#### PROBLEM TO WORK ON:
Look for the line with "drop a dot on every instance of the turbine blade" in the entries below, then extract that line and all lines after it exactly, with pictures left out.

※

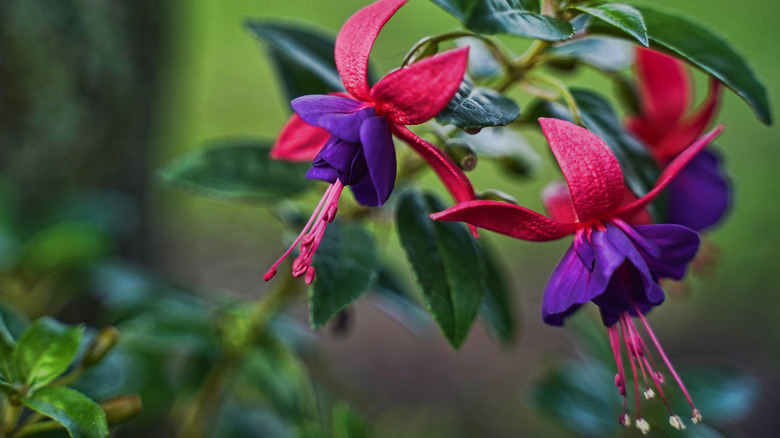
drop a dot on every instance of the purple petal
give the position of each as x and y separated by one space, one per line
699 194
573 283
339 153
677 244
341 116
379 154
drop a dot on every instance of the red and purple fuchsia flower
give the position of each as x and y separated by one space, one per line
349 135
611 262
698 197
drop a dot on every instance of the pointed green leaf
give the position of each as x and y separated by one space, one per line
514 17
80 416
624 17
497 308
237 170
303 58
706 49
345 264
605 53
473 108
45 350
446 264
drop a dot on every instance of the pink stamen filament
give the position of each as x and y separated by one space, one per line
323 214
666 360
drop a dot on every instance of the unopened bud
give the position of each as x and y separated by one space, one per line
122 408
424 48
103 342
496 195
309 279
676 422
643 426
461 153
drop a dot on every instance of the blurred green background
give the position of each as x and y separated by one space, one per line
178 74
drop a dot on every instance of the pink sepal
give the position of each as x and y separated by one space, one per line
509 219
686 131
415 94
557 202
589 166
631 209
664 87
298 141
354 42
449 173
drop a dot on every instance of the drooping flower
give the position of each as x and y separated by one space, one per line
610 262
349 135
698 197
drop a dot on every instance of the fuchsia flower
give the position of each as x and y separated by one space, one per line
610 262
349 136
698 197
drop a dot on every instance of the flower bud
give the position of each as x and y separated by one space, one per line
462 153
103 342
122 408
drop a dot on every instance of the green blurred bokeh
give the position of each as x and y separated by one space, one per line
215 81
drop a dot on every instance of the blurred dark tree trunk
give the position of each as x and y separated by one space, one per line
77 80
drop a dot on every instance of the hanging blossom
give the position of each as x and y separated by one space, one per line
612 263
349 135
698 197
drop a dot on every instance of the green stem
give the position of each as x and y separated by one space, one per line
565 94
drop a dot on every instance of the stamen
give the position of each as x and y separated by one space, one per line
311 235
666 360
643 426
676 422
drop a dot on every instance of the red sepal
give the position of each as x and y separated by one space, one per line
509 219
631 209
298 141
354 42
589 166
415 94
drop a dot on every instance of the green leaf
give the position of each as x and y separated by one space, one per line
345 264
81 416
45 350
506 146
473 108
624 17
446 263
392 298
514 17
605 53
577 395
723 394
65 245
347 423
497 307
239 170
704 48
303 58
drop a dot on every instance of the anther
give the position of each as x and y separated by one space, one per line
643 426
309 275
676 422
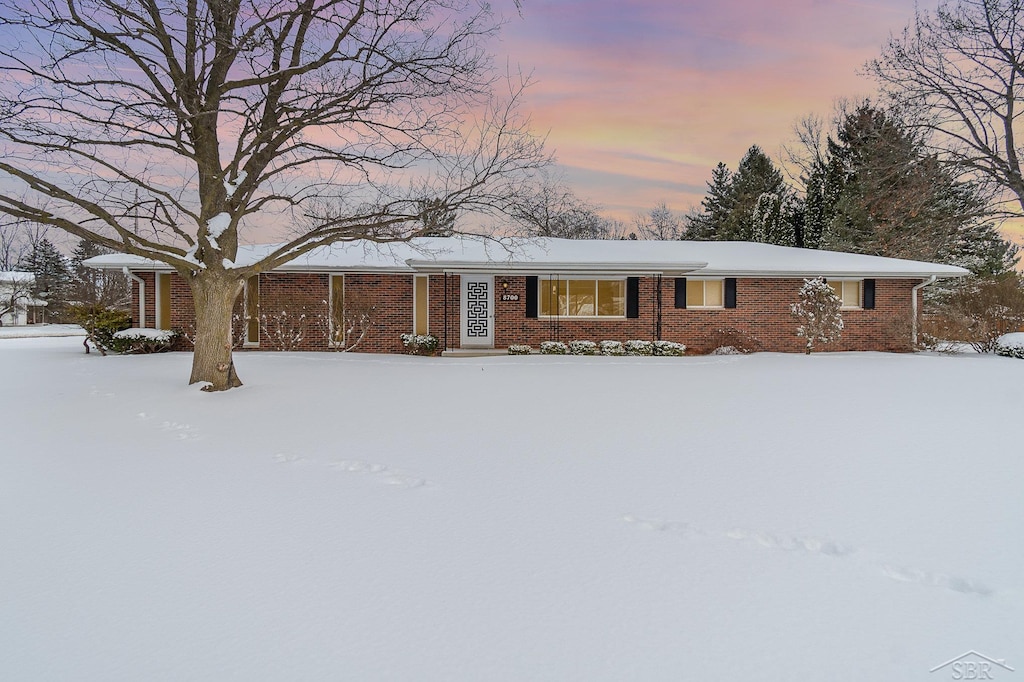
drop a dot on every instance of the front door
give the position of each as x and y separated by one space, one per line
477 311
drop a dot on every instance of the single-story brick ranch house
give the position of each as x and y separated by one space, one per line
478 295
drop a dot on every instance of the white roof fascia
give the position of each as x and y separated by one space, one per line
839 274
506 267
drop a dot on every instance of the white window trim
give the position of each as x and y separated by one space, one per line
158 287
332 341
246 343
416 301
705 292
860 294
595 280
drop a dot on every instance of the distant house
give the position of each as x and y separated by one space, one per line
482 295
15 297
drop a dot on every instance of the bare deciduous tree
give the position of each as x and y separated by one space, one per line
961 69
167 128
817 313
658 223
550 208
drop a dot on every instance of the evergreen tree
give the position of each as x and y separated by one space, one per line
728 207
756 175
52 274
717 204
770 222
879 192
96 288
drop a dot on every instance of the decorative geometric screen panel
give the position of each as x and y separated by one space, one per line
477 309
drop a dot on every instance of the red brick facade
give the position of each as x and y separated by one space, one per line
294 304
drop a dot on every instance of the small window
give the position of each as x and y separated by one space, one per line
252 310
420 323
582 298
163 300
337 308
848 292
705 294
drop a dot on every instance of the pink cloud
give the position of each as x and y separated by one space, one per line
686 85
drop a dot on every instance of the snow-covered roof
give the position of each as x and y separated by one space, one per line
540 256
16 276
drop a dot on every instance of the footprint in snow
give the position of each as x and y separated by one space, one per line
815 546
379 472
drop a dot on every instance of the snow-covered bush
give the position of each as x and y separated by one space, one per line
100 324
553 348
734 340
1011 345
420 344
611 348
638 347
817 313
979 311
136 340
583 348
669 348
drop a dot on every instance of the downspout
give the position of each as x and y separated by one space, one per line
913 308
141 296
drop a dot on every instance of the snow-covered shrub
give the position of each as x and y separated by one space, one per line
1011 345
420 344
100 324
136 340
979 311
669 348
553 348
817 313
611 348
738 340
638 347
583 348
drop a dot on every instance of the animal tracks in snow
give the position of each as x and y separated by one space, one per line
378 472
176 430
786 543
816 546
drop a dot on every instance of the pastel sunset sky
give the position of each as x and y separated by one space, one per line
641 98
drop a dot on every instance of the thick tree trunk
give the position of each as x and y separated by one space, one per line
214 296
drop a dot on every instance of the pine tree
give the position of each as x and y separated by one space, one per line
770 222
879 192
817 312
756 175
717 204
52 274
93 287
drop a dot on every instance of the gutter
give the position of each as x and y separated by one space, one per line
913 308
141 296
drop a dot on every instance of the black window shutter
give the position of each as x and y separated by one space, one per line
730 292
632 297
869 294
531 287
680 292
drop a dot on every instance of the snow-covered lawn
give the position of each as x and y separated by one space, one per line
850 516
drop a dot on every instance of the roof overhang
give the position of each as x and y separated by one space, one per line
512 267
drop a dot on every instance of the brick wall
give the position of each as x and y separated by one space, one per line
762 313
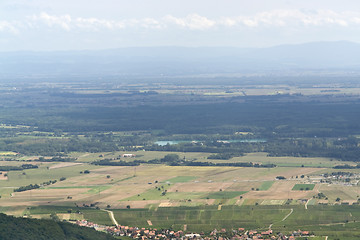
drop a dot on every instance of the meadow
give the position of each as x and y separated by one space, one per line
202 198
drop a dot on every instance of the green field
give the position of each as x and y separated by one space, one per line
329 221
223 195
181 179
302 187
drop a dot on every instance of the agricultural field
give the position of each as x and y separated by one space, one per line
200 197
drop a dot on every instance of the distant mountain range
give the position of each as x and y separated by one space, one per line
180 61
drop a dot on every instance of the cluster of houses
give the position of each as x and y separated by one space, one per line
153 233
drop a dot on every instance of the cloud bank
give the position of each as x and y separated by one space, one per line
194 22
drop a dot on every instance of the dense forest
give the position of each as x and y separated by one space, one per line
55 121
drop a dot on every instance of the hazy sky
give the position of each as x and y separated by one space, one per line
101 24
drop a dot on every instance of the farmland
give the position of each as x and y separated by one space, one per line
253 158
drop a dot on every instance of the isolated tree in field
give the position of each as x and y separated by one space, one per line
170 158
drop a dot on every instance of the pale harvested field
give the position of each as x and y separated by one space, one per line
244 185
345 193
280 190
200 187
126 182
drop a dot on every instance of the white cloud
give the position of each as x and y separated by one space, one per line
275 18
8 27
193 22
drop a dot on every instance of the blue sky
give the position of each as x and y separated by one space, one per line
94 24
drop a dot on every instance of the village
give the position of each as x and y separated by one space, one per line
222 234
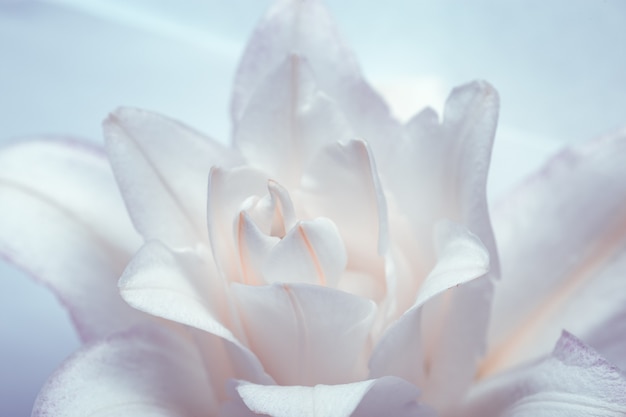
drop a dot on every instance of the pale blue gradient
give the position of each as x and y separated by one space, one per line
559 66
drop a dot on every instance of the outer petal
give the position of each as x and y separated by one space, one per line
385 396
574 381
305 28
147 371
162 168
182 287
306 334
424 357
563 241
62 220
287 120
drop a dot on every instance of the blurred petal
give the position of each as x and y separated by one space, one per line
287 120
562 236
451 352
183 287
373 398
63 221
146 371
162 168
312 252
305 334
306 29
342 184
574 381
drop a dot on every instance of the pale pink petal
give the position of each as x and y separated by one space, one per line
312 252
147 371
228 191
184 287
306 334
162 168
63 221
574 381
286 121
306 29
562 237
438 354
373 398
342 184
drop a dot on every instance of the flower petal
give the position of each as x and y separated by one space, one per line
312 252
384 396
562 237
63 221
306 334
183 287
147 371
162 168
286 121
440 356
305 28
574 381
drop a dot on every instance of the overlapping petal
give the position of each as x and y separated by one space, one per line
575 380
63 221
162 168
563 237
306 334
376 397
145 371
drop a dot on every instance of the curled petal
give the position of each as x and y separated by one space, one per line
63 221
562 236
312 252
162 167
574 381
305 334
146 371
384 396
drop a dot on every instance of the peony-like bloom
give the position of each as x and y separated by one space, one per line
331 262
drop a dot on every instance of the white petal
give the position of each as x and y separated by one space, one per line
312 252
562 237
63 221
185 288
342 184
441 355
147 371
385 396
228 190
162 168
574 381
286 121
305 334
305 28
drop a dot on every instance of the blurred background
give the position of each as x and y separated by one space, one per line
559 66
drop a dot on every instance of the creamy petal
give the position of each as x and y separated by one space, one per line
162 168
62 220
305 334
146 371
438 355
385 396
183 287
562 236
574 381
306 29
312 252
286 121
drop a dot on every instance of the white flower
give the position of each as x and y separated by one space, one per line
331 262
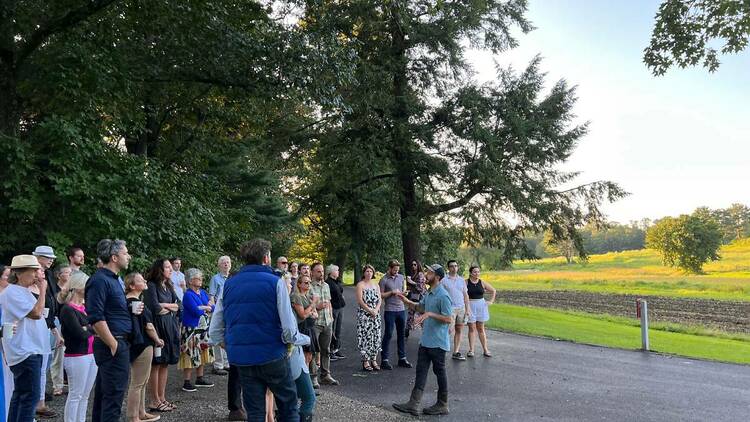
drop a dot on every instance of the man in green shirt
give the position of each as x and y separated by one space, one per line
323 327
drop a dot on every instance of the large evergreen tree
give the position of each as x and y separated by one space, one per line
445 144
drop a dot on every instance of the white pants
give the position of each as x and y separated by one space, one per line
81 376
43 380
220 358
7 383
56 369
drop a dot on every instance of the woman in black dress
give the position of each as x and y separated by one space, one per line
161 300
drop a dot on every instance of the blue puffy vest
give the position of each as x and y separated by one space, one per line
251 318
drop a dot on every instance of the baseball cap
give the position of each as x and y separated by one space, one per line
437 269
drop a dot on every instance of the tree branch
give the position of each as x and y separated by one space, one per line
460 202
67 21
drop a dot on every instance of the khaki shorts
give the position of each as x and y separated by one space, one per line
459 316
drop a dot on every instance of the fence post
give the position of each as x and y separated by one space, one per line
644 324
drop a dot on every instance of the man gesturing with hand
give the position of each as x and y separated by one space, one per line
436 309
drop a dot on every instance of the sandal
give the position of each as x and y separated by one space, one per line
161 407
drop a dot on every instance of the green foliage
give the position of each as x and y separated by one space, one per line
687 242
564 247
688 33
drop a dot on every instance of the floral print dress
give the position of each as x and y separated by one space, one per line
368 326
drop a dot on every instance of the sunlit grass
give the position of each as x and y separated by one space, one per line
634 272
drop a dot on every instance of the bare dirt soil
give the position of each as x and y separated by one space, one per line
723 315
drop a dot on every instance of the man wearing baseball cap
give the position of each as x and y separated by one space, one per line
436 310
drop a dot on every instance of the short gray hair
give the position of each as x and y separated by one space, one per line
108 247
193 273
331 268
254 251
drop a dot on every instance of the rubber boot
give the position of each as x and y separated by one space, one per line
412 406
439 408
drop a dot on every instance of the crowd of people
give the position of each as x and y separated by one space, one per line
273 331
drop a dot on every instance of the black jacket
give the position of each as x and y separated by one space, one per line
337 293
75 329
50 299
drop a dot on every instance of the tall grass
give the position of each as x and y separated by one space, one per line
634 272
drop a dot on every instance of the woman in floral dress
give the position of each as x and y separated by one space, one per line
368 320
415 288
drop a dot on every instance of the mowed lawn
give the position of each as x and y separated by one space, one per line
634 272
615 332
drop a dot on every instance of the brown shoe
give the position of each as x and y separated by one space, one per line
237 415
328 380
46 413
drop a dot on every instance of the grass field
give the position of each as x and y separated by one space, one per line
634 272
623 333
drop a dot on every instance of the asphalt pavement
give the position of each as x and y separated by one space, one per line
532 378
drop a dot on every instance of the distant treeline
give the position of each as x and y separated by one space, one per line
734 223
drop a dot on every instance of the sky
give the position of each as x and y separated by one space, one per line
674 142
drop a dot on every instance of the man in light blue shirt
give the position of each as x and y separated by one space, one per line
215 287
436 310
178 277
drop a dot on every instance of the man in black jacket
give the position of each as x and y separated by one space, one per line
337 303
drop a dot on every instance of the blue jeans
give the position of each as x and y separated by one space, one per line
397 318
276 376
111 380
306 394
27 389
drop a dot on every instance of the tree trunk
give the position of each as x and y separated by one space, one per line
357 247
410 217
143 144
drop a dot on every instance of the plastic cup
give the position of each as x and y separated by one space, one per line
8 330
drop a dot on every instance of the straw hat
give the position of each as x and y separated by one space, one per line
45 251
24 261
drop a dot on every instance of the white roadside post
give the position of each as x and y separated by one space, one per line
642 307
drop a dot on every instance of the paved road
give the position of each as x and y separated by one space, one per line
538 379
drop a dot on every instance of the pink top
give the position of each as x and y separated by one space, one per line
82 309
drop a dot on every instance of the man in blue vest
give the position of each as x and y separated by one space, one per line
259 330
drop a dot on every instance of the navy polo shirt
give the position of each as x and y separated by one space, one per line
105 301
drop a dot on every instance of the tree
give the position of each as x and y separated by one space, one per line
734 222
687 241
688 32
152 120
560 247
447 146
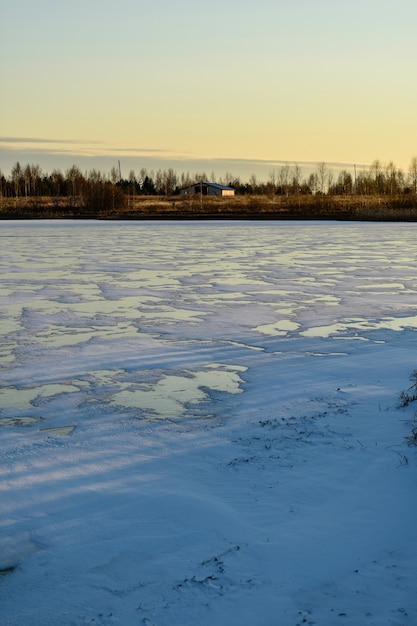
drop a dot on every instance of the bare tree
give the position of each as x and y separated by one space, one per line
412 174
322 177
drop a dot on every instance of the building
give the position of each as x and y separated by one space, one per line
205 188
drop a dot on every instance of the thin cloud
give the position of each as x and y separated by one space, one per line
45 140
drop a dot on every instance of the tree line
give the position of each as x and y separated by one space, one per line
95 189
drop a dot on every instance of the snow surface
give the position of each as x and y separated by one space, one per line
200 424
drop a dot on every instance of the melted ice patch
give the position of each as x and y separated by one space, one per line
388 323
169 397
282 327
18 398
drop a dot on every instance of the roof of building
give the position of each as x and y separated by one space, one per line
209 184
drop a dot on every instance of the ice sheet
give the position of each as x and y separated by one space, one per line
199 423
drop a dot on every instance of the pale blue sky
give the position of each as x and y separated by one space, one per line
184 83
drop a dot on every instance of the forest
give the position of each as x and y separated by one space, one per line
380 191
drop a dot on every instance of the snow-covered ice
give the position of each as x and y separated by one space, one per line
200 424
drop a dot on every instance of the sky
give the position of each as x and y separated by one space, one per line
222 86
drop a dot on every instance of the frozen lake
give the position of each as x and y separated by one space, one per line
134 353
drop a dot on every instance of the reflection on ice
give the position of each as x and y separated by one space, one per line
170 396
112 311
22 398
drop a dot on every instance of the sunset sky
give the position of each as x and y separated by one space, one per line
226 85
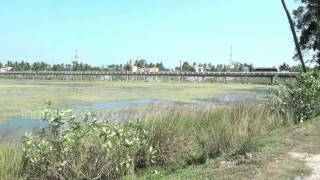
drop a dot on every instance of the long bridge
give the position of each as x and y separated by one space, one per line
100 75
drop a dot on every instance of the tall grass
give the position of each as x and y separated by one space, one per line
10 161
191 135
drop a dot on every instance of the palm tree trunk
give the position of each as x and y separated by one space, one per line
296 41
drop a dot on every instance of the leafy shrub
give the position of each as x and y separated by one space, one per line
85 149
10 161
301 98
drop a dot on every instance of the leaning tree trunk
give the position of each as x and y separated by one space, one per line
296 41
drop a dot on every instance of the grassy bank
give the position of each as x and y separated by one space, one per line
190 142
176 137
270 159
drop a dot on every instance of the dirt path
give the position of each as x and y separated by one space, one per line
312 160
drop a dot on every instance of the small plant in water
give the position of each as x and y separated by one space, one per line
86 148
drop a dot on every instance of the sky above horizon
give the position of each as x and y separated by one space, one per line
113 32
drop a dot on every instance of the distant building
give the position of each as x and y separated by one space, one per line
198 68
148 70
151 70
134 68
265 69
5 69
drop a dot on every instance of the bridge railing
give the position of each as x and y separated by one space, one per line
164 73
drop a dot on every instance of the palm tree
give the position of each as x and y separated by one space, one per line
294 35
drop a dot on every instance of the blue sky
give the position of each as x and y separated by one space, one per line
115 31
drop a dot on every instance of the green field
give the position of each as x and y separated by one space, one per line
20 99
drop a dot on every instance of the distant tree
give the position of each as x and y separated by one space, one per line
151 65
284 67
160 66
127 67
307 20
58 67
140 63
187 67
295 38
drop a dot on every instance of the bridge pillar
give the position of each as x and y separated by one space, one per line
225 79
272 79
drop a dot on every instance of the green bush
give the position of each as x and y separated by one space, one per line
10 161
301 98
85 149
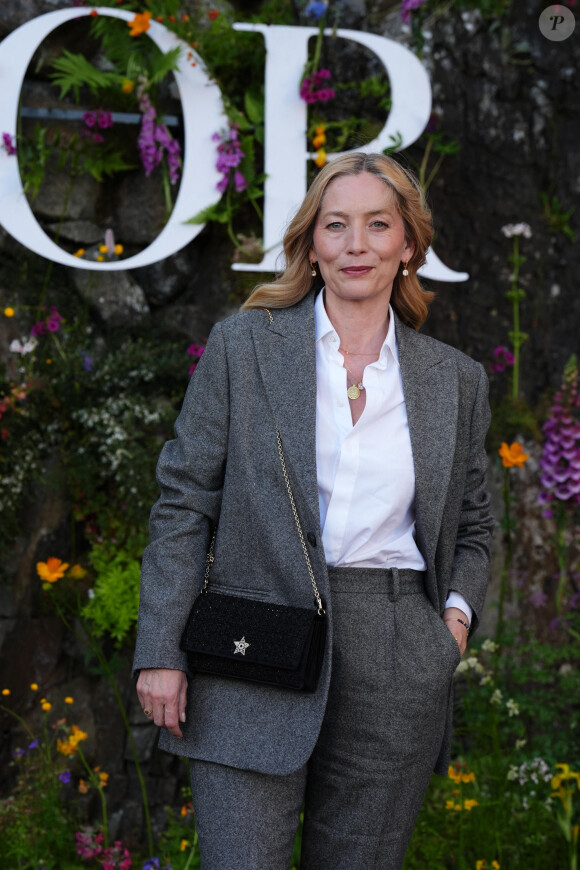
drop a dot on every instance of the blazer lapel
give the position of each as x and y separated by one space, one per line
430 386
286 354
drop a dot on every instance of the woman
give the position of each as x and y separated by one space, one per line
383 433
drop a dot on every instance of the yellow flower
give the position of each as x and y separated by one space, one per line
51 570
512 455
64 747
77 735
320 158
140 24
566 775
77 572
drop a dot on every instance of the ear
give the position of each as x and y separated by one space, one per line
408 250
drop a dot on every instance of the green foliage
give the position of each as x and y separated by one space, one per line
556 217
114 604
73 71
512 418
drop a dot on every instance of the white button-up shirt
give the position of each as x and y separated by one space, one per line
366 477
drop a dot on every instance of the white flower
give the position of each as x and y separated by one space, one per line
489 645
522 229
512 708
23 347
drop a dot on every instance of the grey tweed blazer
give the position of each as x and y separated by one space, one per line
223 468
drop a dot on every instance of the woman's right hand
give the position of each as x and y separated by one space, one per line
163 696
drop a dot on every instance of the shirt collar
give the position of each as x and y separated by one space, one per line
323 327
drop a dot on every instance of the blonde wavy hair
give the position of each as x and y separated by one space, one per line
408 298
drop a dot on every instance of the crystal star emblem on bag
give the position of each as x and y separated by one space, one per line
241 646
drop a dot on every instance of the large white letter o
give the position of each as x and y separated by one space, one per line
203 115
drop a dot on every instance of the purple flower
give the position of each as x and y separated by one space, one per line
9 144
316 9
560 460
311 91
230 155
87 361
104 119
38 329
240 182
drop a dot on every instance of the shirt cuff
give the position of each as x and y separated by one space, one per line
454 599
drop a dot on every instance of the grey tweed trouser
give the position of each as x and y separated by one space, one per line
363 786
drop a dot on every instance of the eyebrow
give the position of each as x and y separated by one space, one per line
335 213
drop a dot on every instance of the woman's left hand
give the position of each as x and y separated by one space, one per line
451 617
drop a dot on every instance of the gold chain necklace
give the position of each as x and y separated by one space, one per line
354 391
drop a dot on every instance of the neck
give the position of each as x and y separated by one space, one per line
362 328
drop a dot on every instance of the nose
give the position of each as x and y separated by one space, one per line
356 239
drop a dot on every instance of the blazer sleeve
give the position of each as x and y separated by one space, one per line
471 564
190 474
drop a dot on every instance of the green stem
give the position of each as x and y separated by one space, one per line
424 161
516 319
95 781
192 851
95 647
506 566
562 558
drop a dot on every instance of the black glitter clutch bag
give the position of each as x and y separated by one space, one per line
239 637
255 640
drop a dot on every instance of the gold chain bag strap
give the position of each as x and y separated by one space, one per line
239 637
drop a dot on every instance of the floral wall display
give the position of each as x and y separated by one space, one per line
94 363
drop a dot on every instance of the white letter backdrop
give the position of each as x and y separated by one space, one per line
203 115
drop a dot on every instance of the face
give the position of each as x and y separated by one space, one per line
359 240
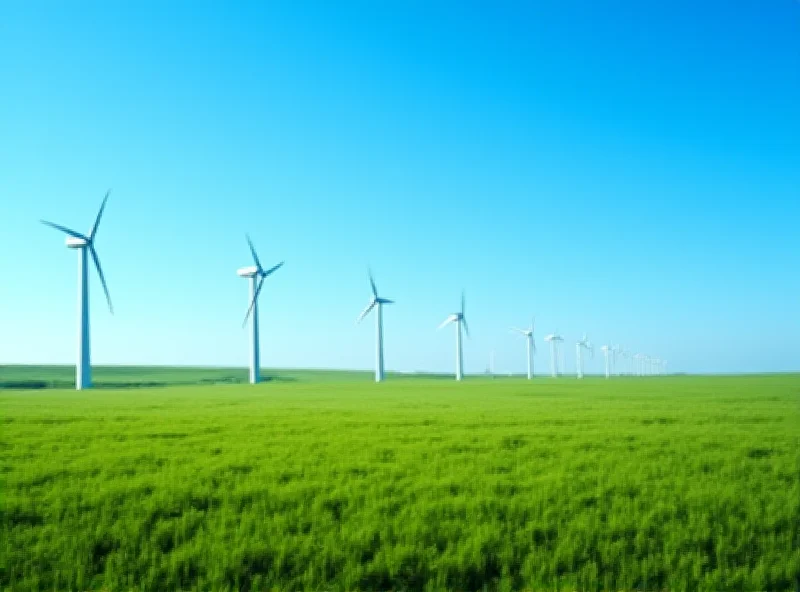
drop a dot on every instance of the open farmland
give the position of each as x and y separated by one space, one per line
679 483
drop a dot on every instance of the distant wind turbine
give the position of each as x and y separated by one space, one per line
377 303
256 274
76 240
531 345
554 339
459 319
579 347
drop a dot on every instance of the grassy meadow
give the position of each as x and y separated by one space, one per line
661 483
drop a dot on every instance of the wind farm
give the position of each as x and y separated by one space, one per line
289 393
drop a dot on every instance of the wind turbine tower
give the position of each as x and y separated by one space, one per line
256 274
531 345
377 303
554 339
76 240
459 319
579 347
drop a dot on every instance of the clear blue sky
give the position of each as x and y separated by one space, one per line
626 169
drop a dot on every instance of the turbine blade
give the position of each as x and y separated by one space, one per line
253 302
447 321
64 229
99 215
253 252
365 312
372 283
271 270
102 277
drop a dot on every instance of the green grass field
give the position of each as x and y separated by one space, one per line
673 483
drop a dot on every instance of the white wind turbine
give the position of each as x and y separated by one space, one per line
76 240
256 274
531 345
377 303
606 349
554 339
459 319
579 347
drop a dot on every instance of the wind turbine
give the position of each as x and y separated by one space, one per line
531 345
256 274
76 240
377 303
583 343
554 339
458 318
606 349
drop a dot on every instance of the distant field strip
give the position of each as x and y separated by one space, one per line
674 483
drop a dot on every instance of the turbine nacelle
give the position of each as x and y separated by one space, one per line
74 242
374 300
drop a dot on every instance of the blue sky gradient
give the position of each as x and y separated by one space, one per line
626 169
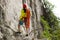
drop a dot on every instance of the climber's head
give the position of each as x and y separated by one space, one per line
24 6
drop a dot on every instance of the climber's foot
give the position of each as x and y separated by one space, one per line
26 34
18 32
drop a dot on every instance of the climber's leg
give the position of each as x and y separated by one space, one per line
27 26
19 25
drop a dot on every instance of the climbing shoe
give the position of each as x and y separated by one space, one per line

※

#### TASK RESPONSE:
drop a dot on every instance of the turbine blade
give the position of each as x and y separated by one space, one per line
253 302
447 321
64 229
99 215
253 252
365 312
372 283
271 270
102 277
drop a dot on every instance of the green grass field
give the position of each as x and y separated by one space, one per line
673 483
drop a dot on every instance of the white wind turbine
give the position of each as x and y separated by one space, one per line
76 240
256 274
531 345
377 303
606 349
554 339
459 319
579 347
drop a dot on every instance of the wind turbine
give the position of each as x and y separated by one space, one per line
531 345
256 274
76 240
377 303
583 343
554 339
458 318
606 349
drop a dot on every instance of the distant field strip
give the position of each as x and y separated by one space, one per line
674 483
drop a dot on every instance of the turbine nacelle
give the position of each as x and y separated by one space, one per line
74 242
374 300
drop a dot on every instance of the blue sky gradient
give the position of each as x and y separated by one space, one per line
626 169
drop a dot on every instance of the climber's head
give the position of each as x and y separated by one space, one per line
24 6
drop a dot on every instance of the climber's foot
give the position of each as x and y separated by one space, one per line
26 34
18 32
drop a dot on every instance of the climber's leg
give the position of each as x and y separated by one space, one per line
27 26
19 25
drop a dot on every instance of the climbing shoe
give the position of each as x and y separated by one space, one per line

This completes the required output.